Please restate the listing word for word, omitting the images.

───

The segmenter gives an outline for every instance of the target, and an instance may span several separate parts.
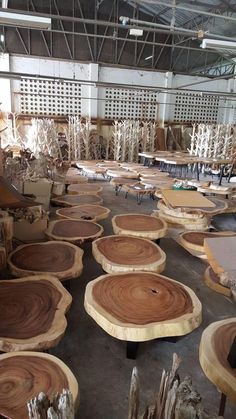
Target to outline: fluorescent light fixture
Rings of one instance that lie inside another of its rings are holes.
[[[144,60],[151,60],[152,57],[153,55],[149,55],[148,57],[144,58]]]
[[[47,17],[0,12],[0,25],[23,26],[42,30],[51,29],[52,20]]]
[[[133,36],[143,36],[143,30],[142,29],[130,29],[129,34]]]
[[[4,35],[3,35],[3,33],[1,33],[1,35],[0,35],[0,42],[4,42],[4,39],[5,39],[5,37],[4,37]]]
[[[203,39],[200,47],[210,49],[236,50],[236,42],[205,38]]]

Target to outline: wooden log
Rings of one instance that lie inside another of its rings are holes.
[[[83,204],[77,207],[61,208],[56,211],[59,218],[69,220],[99,221],[109,217],[111,210],[100,205]]]
[[[101,237],[103,232],[103,227],[92,221],[67,219],[50,221],[45,234],[49,240],[82,244]]]
[[[163,190],[163,200],[172,208],[215,208],[215,204],[196,191]]]
[[[8,265],[15,276],[55,275],[61,281],[82,273],[83,250],[63,241],[48,241],[18,246],[10,253]]]
[[[214,322],[204,330],[199,349],[204,374],[233,403],[236,403],[236,374],[227,358],[235,336],[235,317]]]
[[[150,240],[132,236],[107,236],[92,243],[95,260],[105,272],[151,271],[165,269],[166,255]]]
[[[157,240],[166,235],[167,224],[158,217],[144,214],[119,214],[112,218],[114,234]]]
[[[74,185],[74,184],[81,184],[81,183],[87,183],[88,178],[85,176],[81,176],[79,174],[69,174],[65,177],[65,185]]]
[[[99,195],[102,190],[102,186],[98,186],[93,183],[87,183],[85,185],[69,185],[67,189],[68,194],[70,195]]]
[[[7,263],[7,255],[5,246],[0,246],[0,272],[5,269]]]
[[[220,282],[231,288],[236,285],[236,237],[217,237],[204,240],[204,251]]]
[[[138,419],[139,411],[139,376],[137,367],[133,368],[129,393],[128,419]]]
[[[232,296],[232,291],[230,288],[225,287],[220,283],[220,277],[213,271],[213,269],[208,266],[204,273],[204,282],[212,290],[219,292],[220,294],[225,295],[226,297]]]
[[[131,342],[182,336],[202,321],[190,288],[151,272],[100,276],[87,284],[84,304],[109,335]]]
[[[74,419],[75,409],[72,393],[63,389],[49,399],[44,393],[39,393],[27,403],[29,419]]]
[[[51,204],[60,207],[75,207],[83,204],[100,205],[103,200],[98,195],[62,195],[51,199]]]
[[[40,392],[51,398],[66,388],[71,391],[77,409],[77,380],[59,358],[30,351],[0,355],[0,414],[4,417],[28,419],[29,400]]]
[[[107,176],[110,177],[124,177],[126,179],[138,179],[138,174],[136,172],[131,172],[130,170],[117,170],[109,169],[107,170]]]
[[[204,251],[204,239],[211,237],[230,237],[236,236],[236,233],[232,231],[188,231],[180,234],[180,244],[185,249],[196,250],[197,252],[205,253]]]
[[[65,333],[71,295],[56,277],[35,275],[0,281],[0,350],[46,350]]]
[[[0,211],[0,226],[6,254],[8,255],[12,251],[13,217],[10,217],[6,211]]]
[[[197,230],[205,231],[210,227],[210,222],[207,217],[202,218],[183,218],[183,217],[174,217],[173,215],[167,215],[162,211],[158,212],[158,216],[161,219],[165,220],[167,224],[172,227],[184,228],[185,230]]]

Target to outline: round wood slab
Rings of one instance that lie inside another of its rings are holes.
[[[215,204],[215,207],[212,208],[172,208],[168,207],[165,202],[161,199],[158,201],[157,207],[167,215],[173,217],[182,217],[182,218],[201,218],[203,216],[214,216],[224,212],[228,205],[222,199],[217,198],[207,198],[209,201]]]
[[[204,239],[211,237],[230,237],[235,236],[236,233],[231,231],[219,231],[219,232],[210,232],[210,231],[188,231],[180,234],[180,244],[184,246],[187,250],[196,250],[201,253],[204,251]]]
[[[165,269],[166,255],[150,240],[132,236],[107,236],[92,244],[95,260],[105,272],[151,271]]]
[[[71,295],[51,275],[0,281],[0,350],[45,350],[66,330]]]
[[[52,198],[51,203],[60,207],[73,207],[82,204],[100,205],[103,200],[98,195],[62,195]]]
[[[134,183],[137,183],[134,179],[127,179],[125,177],[114,177],[110,180],[110,184],[114,186],[123,186],[125,184],[133,185]]]
[[[72,185],[77,183],[87,183],[88,178],[79,174],[70,174],[65,177],[65,185]]]
[[[199,361],[207,378],[236,403],[236,370],[227,357],[236,336],[236,318],[221,320],[208,326],[201,338]]]
[[[165,221],[151,215],[120,214],[112,218],[112,227],[115,234],[143,237],[157,240],[166,235]]]
[[[61,208],[56,211],[60,218],[69,220],[99,221],[109,217],[111,210],[100,205],[78,205],[77,207]]]
[[[15,352],[0,355],[0,415],[28,419],[27,402],[43,392],[49,398],[63,389],[79,403],[79,387],[71,370],[53,355]]]
[[[8,265],[15,276],[51,274],[63,281],[80,276],[83,253],[63,241],[23,244],[10,253]]]
[[[49,240],[82,244],[101,237],[103,231],[102,226],[92,221],[67,219],[50,221],[45,234]]]
[[[205,231],[208,230],[210,227],[210,221],[207,217],[192,219],[183,217],[173,217],[173,215],[166,214],[163,211],[159,211],[158,214],[161,217],[161,219],[164,219],[167,222],[168,226],[170,225],[171,227],[197,231]]]
[[[137,173],[131,172],[129,170],[122,170],[122,169],[107,170],[107,176],[110,176],[110,177],[124,177],[126,179],[138,179]]]
[[[85,309],[109,335],[135,342],[185,335],[202,321],[201,303],[190,288],[151,272],[90,281]]]
[[[203,279],[205,284],[212,290],[219,292],[226,297],[231,297],[231,289],[220,283],[220,277],[213,271],[210,266],[207,267]]]
[[[97,195],[102,192],[102,189],[102,186],[87,183],[86,185],[69,185],[67,191],[70,195]]]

───

# RESPONSE
The segmenter gives an outline for every instance of the target, and an instance may span several separate parts.
Target to outline: fluorescent light fixture
Rings of one instance that lie inside another of its rings are holes.
[[[144,60],[151,60],[152,57],[153,55],[149,55],[148,57],[144,58]]]
[[[47,17],[0,12],[0,25],[23,26],[42,30],[51,29],[52,20]]]
[[[133,36],[143,36],[143,30],[142,29],[130,29],[129,34]]]
[[[4,35],[3,35],[3,33],[1,33],[1,35],[0,35],[0,42],[4,42],[4,39],[5,39],[5,37],[4,37]]]
[[[203,39],[200,47],[210,49],[236,50],[236,42],[205,38]]]

Target to outline: wooden log
Rings of one instance that lie inside another of its rings are holes.
[[[83,204],[77,207],[61,208],[56,211],[59,218],[69,220],[99,221],[109,217],[111,210],[100,205]]]
[[[101,237],[103,232],[103,227],[92,221],[67,219],[50,221],[45,234],[49,240],[82,244]]]
[[[163,190],[163,200],[172,208],[215,208],[215,204],[196,191]]]
[[[8,265],[15,276],[55,275],[61,281],[82,273],[83,250],[63,241],[48,241],[18,246],[10,253]]]
[[[214,322],[204,330],[199,349],[204,374],[233,403],[236,403],[236,374],[227,358],[235,336],[235,317]]]
[[[150,240],[132,236],[107,236],[92,243],[95,260],[105,272],[151,271],[165,269],[166,255]]]
[[[157,240],[166,235],[167,224],[158,217],[144,214],[119,214],[112,218],[114,234]]]
[[[74,185],[74,184],[81,184],[81,183],[87,183],[88,178],[85,176],[81,176],[79,174],[69,174],[65,177],[65,185]]]
[[[99,195],[102,190],[102,186],[98,186],[93,183],[87,183],[85,185],[69,185],[67,189],[68,194],[70,195]]]
[[[7,263],[7,255],[5,246],[0,246],[0,272],[5,269]]]
[[[220,282],[231,288],[236,285],[236,237],[217,237],[204,240],[204,251]]]
[[[138,419],[139,411],[139,376],[137,367],[133,368],[129,393],[128,419]]]
[[[232,296],[232,291],[230,288],[225,287],[220,283],[220,277],[213,271],[213,269],[208,266],[204,273],[204,282],[212,290],[219,292],[220,294],[225,295],[226,297]]]
[[[131,342],[182,336],[202,321],[190,288],[151,272],[100,276],[87,284],[84,304],[109,335]]]
[[[74,419],[75,409],[72,393],[63,389],[49,399],[44,393],[39,393],[27,403],[29,419]]]
[[[51,204],[60,207],[75,207],[83,204],[100,205],[103,200],[98,195],[62,195],[51,199]]]
[[[40,392],[51,398],[66,388],[71,391],[77,409],[77,380],[59,358],[30,351],[0,355],[0,414],[4,417],[28,419],[29,400]]]
[[[107,176],[110,177],[124,177],[126,179],[138,179],[138,174],[136,172],[131,172],[130,170],[117,170],[109,169],[107,170]]]
[[[204,251],[204,239],[211,237],[230,237],[236,236],[236,233],[232,231],[188,231],[180,234],[180,244],[185,249],[196,250],[197,252],[205,253]]]
[[[65,333],[71,295],[56,277],[35,275],[0,281],[0,350],[46,350]]]
[[[0,211],[0,226],[6,254],[8,255],[12,251],[13,217],[10,217],[6,211]]]
[[[197,230],[205,231],[210,227],[210,222],[207,217],[202,218],[183,218],[183,217],[174,217],[173,215],[167,215],[162,211],[158,212],[158,216],[161,219],[165,220],[167,224],[172,227],[184,228],[185,230]]]

Target to outline: round wood slab
Rings of one instance that lie inside another of its rings are holes.
[[[215,204],[215,207],[212,208],[172,208],[168,207],[165,202],[161,199],[158,201],[157,207],[167,215],[173,217],[182,217],[182,218],[201,218],[203,216],[214,216],[224,212],[228,205],[222,199],[217,198],[207,198],[209,201]]]
[[[204,239],[211,237],[230,237],[235,236],[236,233],[231,231],[219,231],[219,232],[210,232],[210,231],[188,231],[180,234],[180,244],[184,246],[187,250],[196,250],[201,253],[204,251]]]
[[[165,269],[166,255],[150,240],[132,236],[107,236],[92,244],[95,260],[105,272],[151,271]]]
[[[71,295],[51,275],[0,281],[0,350],[45,350],[66,330]]]
[[[52,198],[51,203],[60,207],[73,207],[82,204],[100,205],[103,200],[98,195],[62,195]]]
[[[134,183],[137,183],[134,179],[127,179],[125,177],[114,177],[110,180],[110,184],[114,186],[123,186],[125,184],[133,185]]]
[[[72,185],[77,183],[87,183],[88,178],[79,174],[70,174],[65,177],[65,185]]]
[[[199,361],[207,378],[236,403],[236,370],[227,357],[236,336],[236,318],[221,320],[208,326],[201,338]]]
[[[165,221],[151,215],[120,214],[112,218],[112,227],[115,234],[143,237],[157,240],[166,235]]]
[[[61,208],[56,211],[60,218],[69,220],[99,221],[109,217],[111,210],[100,205],[78,205],[77,207]]]
[[[15,352],[0,355],[0,415],[28,419],[27,402],[43,392],[49,398],[63,389],[79,403],[79,387],[71,370],[53,355]]]
[[[8,265],[15,276],[51,274],[63,281],[80,276],[83,253],[63,241],[23,244],[10,253]]]
[[[49,240],[82,244],[101,237],[103,231],[102,226],[92,221],[67,219],[50,221],[45,234]]]
[[[205,231],[208,230],[210,227],[210,221],[207,217],[192,219],[183,217],[173,217],[173,215],[166,214],[163,211],[159,211],[158,214],[161,217],[161,219],[164,219],[167,222],[168,226],[170,225],[171,227],[197,231]]]
[[[137,173],[131,172],[129,170],[122,170],[122,169],[107,170],[107,176],[110,176],[110,177],[124,177],[126,179],[138,179]]]
[[[85,309],[109,335],[135,342],[185,335],[202,321],[201,303],[190,288],[151,272],[90,281]]]
[[[203,279],[205,284],[212,290],[219,292],[226,297],[231,297],[231,289],[220,283],[220,277],[213,271],[210,266],[207,267]]]
[[[97,195],[102,192],[102,189],[102,186],[87,183],[86,185],[69,185],[67,191],[70,195]]]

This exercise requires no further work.